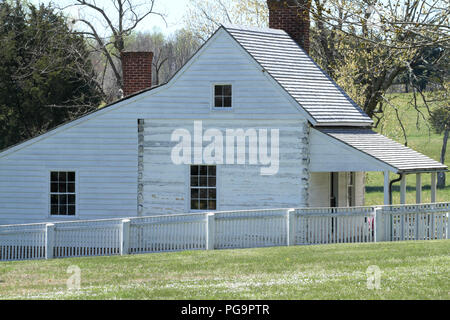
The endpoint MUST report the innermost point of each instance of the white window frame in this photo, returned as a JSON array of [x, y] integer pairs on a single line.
[[188, 189], [351, 189], [49, 198], [213, 96]]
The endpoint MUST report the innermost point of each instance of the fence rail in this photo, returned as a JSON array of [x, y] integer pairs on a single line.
[[224, 230]]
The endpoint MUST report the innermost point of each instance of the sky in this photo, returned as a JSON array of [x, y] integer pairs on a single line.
[[173, 10]]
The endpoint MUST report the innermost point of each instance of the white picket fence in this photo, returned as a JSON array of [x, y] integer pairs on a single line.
[[224, 230]]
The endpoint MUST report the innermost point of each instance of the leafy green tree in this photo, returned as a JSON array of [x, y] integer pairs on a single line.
[[45, 72], [440, 121]]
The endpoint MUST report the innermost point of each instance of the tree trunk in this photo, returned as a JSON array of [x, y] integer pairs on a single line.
[[441, 175]]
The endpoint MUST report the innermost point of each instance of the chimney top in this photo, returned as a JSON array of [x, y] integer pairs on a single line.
[[291, 16], [137, 71]]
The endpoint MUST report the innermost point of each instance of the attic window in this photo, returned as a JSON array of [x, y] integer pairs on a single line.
[[222, 96], [62, 193]]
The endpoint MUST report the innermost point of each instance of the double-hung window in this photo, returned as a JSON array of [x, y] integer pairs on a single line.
[[203, 187], [62, 193], [223, 96]]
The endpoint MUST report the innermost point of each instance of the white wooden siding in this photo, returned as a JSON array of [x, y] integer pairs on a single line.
[[319, 192], [103, 147], [166, 185]]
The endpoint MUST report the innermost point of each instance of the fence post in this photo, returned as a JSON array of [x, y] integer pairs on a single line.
[[379, 225], [291, 227], [125, 237], [448, 226], [49, 240], [210, 231]]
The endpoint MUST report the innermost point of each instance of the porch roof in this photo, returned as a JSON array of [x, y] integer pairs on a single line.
[[394, 154]]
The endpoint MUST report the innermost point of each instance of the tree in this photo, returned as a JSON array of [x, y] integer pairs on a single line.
[[120, 18], [170, 53], [203, 17], [365, 45], [45, 74], [440, 121]]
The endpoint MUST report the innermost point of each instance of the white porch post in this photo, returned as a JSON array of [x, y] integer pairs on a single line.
[[386, 188], [403, 190], [418, 188], [433, 187]]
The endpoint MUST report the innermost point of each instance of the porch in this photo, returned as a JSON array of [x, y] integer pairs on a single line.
[[341, 156]]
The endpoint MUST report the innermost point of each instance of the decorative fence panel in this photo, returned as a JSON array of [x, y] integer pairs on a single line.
[[250, 229], [334, 225], [225, 230], [22, 242], [87, 238], [417, 222], [168, 233]]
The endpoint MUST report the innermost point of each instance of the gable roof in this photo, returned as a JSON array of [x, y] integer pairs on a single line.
[[300, 76], [396, 155]]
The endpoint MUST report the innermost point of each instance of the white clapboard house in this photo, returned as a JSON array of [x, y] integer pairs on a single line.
[[311, 143]]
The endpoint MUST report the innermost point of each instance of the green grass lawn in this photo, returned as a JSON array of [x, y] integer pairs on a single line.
[[420, 138], [409, 270]]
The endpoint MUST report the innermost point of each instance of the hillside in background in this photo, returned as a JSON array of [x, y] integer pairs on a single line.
[[420, 138]]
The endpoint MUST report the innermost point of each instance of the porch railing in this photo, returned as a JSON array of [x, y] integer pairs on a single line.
[[225, 230]]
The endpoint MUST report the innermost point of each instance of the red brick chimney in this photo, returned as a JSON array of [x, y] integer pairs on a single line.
[[291, 16], [137, 71]]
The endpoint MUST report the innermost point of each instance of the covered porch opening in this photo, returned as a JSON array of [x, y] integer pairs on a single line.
[[341, 156]]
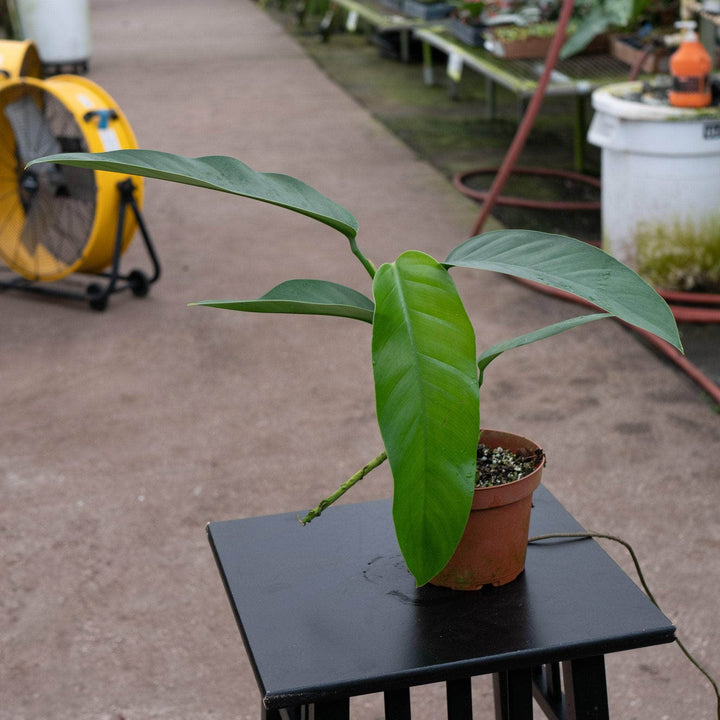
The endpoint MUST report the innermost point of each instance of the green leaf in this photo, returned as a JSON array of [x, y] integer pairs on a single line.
[[426, 393], [221, 173], [488, 355], [575, 267], [593, 24], [305, 297]]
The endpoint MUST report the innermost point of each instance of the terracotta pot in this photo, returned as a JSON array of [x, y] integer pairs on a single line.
[[493, 547]]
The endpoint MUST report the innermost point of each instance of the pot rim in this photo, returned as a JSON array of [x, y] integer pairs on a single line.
[[499, 495]]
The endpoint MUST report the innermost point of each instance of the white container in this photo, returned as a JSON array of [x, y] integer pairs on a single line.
[[660, 174], [59, 28]]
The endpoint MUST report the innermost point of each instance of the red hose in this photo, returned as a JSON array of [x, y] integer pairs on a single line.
[[528, 118], [686, 307]]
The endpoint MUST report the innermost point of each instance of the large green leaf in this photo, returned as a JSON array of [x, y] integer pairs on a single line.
[[426, 393], [305, 297], [218, 173], [575, 267]]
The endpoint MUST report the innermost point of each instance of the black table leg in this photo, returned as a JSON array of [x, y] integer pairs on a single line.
[[586, 689], [513, 694]]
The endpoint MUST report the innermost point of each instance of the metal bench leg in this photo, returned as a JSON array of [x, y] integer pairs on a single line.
[[513, 694], [586, 689], [459, 699]]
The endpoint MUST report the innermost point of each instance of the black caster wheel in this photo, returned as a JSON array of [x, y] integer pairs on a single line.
[[139, 283], [96, 297]]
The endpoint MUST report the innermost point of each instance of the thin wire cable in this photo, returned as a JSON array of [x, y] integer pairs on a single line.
[[643, 582]]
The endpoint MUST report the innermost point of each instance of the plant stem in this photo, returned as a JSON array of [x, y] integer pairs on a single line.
[[366, 263], [359, 475]]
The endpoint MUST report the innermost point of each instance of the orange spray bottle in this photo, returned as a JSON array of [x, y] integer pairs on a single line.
[[690, 67]]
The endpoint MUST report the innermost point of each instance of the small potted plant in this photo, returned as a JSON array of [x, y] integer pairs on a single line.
[[427, 373]]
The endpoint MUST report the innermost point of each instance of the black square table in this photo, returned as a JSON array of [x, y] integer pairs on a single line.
[[329, 611]]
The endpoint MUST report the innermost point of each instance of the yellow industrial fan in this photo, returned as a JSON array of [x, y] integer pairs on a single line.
[[57, 220]]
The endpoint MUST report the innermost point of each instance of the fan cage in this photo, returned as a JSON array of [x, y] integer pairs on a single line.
[[57, 220]]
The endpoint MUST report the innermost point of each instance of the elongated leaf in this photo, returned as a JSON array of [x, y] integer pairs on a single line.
[[305, 297], [487, 356], [221, 173], [426, 393], [575, 267]]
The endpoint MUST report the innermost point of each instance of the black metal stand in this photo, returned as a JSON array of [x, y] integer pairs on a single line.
[[97, 294]]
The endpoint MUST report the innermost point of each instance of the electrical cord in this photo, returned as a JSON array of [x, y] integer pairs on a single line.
[[643, 582]]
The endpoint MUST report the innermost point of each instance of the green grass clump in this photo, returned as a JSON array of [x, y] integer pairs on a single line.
[[681, 255]]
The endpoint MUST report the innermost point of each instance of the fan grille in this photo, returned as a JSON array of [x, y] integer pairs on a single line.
[[46, 212]]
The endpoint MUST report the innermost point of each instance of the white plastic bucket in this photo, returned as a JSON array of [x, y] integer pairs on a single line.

—————

## THE EXERCISE:
Change "integer pairs" to "whole-number pairs" in the material, starting at the line that contains "of the elongated" and continuing through the end of the material. Reproduce those lines with nothing else altered.

## COMPLETED TASK:
The endpoint MUST report the innermost point of each instance of the elongated leaf in this photo, returned as a JSON array of [x, y] whole-number pairs on a single line.
[[305, 297], [487, 356], [221, 173], [426, 393], [575, 267]]
The endpoint MUST report the innermost point of each instance of the black metal stand in this photo, returned as a JSON array of [x, y] whole-number pairs on a single line.
[[97, 294]]
The endpoint MUST report the innermost point of each instance of the electrical cord in this photo, returned as a JSON array of [x, y] whole-number pairs on a single line.
[[643, 582]]
The endpoint MUST report the innermost point of each instance of the green grass clump in this photo, returned as a JSON array of [x, y] whole-number pairs on a single line.
[[681, 255]]
The endpoint MUST report the innermost point of each instance of the fan grille in this photo, returned as a JSON array of [x, y] whole-number pairs on a single line.
[[46, 212]]
The endpoint MUST report the innermost point of each instance of the white plastic bucket in this photo, returned as a JSON array of [x, y] whole-number pairs on a single line.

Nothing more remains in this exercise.